## BEGIN Extracted information

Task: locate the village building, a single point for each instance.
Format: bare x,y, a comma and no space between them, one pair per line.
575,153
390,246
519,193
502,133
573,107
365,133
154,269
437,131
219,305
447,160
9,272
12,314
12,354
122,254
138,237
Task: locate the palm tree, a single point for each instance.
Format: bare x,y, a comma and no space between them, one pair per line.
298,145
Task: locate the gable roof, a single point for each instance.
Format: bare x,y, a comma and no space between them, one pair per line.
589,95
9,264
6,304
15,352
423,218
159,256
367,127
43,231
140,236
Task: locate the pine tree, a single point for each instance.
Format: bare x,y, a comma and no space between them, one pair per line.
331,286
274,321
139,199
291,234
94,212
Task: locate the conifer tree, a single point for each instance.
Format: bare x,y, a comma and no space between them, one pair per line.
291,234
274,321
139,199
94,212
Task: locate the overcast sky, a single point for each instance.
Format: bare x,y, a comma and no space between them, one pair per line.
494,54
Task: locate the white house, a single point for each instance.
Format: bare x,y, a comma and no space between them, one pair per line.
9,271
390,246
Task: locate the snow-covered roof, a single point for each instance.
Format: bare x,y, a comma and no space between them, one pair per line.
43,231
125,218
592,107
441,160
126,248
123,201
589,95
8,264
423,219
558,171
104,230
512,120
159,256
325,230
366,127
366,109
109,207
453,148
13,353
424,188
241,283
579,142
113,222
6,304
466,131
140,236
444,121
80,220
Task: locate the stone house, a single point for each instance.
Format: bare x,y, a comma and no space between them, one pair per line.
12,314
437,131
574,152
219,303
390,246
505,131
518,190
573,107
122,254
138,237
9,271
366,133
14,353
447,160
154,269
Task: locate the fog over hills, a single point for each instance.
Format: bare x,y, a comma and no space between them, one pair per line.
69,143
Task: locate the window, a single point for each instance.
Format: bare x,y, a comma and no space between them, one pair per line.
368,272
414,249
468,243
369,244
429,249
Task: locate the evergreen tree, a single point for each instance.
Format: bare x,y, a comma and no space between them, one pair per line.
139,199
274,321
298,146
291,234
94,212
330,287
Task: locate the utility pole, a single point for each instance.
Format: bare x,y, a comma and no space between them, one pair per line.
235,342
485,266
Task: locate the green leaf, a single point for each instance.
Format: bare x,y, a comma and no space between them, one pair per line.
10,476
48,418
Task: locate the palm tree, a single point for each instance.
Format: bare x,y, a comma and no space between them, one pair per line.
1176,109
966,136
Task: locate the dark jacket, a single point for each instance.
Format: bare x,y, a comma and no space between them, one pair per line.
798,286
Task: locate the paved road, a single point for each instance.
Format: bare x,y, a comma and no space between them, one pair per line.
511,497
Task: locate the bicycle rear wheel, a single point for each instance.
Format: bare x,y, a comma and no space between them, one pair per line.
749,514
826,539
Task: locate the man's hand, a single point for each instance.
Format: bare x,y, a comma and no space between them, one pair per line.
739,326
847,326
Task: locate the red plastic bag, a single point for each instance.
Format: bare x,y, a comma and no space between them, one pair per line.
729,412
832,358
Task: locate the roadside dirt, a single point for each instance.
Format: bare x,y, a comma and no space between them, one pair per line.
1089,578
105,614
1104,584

## END Extracted information

* [What to do]: Copy each line of the data exactly, leaving nothing out.

* [The answer]:
Task: locate the village building, a single point for each instance.
Format: bare x,y, a comma and no space between them, one pair per line.
575,153
390,246
519,193
502,133
573,107
365,133
154,269
437,131
219,305
447,160
9,272
12,314
12,354
122,254
138,237
Task: locate the palm tree, a single point for each instance.
Format: bare x,y, a comma and no space between them, one pair per line.
298,145
Task: locate the gable roof, a single point for each instance.
Format: bare x,y, a comma and no space between them, one pair per line.
589,95
9,264
6,304
15,352
423,218
159,256
367,127
43,231
140,236
Task: locate the pine tree, a single point for each instance.
Format: bare x,y, a comma and no space between them, one pair per line.
331,286
274,321
139,199
291,234
94,212
Task: locate the conifer tree, a single point for each instance.
Format: bare x,y, a comma and no space between them, one pair per line.
291,234
274,321
139,199
94,212
Task: locate the overcast sky, a single point for each instance.
Format: bare x,y, a comma and no space between them, one pair per line.
494,54
Task: locate the white house, a single point for each instance.
Format: bare x,y, a comma and no space between them, one pair per line.
9,271
390,246
Task: locate the snow-covered roof, a single point for each instance.
Format: bare x,y, a comma and no space between them, one pair per line.
43,231
125,218
592,107
441,160
126,248
123,201
589,95
8,264
423,219
558,171
104,230
512,120
159,256
325,230
366,127
366,109
109,207
453,148
13,353
424,188
241,283
579,142
113,222
6,304
466,131
140,236
444,121
80,220
Task: locate the stone house, a single point for each instance.
Format: bare x,y, a comma and no space between them, one pair per line.
12,314
437,131
574,152
219,303
390,246
505,131
518,190
573,107
122,254
138,237
9,271
366,133
14,353
447,160
154,269
Task: locate the fog over hills, a single point for each instance.
Format: bare x,y, a comma and no space between them, one pair per line.
69,143
Task: locate the window, a single point for each instance.
Format: bare x,y, a comma and no space between them, one pair per line.
368,272
414,249
468,243
369,244
429,249
Task: locate the evergreen tree, a single point for each instance.
Format: bare x,y, a comma and no space between them, one pair per line.
139,199
274,321
298,146
291,234
94,212
330,287
Task: locate the utility pole, a single point for each instance.
Format: bare x,y, a comma and no space between them, one pair per line.
235,342
485,266
Task: locate the green leaf, a single point for each instance.
Format: bare x,y, a comma and no space between them, one pair per line.
10,476
48,418
Task: locate the palm tree, a single point for each instance.
Format: bare x,y, a comma and no space between them, one pair per line.
1176,109
966,136
Task: locate the dark jacket, a single point for each instance.
Format: bare x,y, a comma and no space between them, one pair per line.
798,286
Task: locate the paved road, a single point for each instance.
Format: bare x,y, a comma and no space between them, one pair per line.
511,497
Task: locate the bicycle rear wheel, a single point for each instance.
Format: bare x,y, a comma and no space between them, one pair per line.
749,514
826,539
Task: locate the man's hand, a single point for each instance.
Format: bare x,y, a comma and no space between them, one pair per line.
739,326
847,326
Task: locate the red plastic bag, a single point for each instance.
Format: bare x,y, a comma and no space between them, one pair per line.
729,412
832,358
Task: locate the roadside dirt, a single point for each instance.
Format: bare x,y, a comma and no space between them, one pair per line.
1089,578
105,614
1104,584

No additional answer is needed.